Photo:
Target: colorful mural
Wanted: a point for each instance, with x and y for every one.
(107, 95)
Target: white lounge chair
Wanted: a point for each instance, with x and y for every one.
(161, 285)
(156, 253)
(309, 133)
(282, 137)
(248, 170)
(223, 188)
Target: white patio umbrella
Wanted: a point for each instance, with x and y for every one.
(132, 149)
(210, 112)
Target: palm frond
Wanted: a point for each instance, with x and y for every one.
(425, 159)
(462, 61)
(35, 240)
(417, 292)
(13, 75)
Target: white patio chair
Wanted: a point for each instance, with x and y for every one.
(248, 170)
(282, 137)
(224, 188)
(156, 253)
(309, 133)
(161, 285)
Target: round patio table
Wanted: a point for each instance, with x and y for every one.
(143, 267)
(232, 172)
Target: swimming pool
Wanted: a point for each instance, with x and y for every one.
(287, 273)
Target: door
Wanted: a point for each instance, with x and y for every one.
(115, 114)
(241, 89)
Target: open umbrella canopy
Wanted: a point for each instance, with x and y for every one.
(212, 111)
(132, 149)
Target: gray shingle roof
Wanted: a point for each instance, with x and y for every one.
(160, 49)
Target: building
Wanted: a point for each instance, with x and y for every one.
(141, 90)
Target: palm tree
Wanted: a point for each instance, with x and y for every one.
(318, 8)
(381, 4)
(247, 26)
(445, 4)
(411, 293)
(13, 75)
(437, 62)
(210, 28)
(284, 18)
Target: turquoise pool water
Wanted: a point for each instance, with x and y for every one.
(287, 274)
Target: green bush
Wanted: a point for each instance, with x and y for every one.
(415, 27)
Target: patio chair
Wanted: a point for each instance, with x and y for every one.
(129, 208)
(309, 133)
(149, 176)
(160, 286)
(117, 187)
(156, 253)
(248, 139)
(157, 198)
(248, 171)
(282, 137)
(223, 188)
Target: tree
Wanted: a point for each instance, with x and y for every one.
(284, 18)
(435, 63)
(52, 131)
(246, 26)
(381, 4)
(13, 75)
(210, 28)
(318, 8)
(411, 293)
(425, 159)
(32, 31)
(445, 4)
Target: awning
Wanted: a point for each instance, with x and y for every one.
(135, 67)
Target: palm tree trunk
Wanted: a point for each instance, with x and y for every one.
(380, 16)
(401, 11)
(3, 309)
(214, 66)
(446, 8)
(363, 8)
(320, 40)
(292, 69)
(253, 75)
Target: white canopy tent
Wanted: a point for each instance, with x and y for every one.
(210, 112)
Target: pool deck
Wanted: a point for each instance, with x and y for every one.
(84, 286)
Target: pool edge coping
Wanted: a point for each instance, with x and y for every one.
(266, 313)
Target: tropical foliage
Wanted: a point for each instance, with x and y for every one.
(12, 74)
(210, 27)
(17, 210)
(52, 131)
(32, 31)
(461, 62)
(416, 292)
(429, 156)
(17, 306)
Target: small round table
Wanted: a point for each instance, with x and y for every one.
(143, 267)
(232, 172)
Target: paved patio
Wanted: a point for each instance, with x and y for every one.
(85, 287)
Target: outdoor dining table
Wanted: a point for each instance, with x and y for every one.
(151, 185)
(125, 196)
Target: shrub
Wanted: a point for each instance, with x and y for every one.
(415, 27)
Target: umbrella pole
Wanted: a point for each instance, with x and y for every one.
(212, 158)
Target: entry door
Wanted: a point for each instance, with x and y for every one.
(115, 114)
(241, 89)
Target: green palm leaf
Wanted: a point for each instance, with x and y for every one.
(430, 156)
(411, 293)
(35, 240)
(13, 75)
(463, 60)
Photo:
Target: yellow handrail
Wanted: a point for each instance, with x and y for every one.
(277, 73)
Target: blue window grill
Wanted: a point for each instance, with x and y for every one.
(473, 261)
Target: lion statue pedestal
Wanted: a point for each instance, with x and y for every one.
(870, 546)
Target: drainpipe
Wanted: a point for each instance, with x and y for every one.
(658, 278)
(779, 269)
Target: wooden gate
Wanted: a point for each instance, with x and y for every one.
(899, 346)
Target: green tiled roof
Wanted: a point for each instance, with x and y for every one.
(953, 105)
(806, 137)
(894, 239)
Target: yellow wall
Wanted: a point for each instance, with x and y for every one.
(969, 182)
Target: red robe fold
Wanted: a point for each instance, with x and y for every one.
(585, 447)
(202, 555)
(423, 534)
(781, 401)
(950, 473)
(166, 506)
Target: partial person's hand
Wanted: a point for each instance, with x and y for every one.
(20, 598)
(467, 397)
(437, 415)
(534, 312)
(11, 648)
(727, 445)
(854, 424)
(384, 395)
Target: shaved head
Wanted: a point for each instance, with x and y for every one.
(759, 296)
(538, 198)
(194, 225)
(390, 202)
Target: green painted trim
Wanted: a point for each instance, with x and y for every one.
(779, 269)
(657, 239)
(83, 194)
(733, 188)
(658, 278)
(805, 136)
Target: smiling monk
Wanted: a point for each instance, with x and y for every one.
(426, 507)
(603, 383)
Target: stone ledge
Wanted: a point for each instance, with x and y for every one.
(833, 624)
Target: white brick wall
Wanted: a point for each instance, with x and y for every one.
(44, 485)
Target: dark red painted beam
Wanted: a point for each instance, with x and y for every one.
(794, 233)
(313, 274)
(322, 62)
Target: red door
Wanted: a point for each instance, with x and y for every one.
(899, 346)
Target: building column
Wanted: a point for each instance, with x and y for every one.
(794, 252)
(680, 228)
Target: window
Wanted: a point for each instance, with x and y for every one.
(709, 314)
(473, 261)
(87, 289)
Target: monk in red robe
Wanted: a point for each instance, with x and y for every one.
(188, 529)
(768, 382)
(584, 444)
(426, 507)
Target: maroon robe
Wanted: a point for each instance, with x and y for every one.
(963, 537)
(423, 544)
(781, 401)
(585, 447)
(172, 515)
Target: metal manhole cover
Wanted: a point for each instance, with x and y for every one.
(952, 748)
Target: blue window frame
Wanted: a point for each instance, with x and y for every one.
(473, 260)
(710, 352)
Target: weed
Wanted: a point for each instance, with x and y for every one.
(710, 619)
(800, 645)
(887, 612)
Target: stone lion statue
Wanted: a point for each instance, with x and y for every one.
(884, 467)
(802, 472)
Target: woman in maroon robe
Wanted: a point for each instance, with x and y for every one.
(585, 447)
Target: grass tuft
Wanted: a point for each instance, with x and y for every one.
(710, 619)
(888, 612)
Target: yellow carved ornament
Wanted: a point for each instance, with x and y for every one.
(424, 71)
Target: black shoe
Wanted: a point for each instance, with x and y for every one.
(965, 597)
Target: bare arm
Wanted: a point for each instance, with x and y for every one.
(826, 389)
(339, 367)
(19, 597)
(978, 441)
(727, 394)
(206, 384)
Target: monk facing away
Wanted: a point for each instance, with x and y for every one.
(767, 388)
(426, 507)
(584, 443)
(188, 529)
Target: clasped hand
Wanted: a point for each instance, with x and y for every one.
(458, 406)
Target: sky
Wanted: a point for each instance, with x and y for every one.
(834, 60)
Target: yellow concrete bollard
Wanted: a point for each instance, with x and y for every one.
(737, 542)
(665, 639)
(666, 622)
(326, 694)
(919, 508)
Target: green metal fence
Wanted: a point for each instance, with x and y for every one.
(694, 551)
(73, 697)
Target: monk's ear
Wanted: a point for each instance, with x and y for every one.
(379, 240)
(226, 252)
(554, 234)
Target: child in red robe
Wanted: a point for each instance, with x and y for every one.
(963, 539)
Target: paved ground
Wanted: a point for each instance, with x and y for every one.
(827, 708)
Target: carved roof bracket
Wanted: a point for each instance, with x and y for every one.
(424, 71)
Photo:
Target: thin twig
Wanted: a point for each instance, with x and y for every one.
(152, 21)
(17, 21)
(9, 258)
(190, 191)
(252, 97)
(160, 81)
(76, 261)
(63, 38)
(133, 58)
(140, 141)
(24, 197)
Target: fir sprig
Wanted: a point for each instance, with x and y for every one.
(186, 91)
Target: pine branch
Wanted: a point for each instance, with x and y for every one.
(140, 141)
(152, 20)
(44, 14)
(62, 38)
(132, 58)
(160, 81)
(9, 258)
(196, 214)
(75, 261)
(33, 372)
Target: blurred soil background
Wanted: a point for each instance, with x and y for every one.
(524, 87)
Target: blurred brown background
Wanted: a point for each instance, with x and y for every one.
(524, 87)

————————

§ **WHAT TO PRODUCE**
Which lines run from the one containing "Target: child in red robe" to the end of the entries above? Quote exactly those, and only those.

§ **SOLUTION FOR THIS TASK**
Target: child in red robe
Wanted: a point for each instance, with x and y for every one.
(963, 539)
Target: paved ground
Wanted: a point for each instance, with x and y for every one.
(827, 708)
Target: carved roof bracket
Wanted: a point for each instance, with x and y for every one.
(424, 71)
Photo:
Target: thin twig
Wanted: a point for each instance, with x and y for every one.
(152, 21)
(17, 21)
(9, 258)
(190, 191)
(252, 97)
(160, 81)
(76, 261)
(63, 38)
(133, 58)
(140, 141)
(24, 197)
Target: fir sprig
Wanted: a point for each instance, with x and y for every one.
(186, 91)
Target: pine branch
Wanted: a point for each instance, with x and y for every one.
(140, 141)
(152, 20)
(44, 14)
(62, 38)
(132, 58)
(160, 81)
(9, 258)
(196, 214)
(75, 261)
(33, 372)
Target: blurred soil background
Wanted: a point for each instance, with x and y for every one.
(524, 87)
Target: blurred brown background
Wanted: a point for each instance, with x and y for every one.
(524, 87)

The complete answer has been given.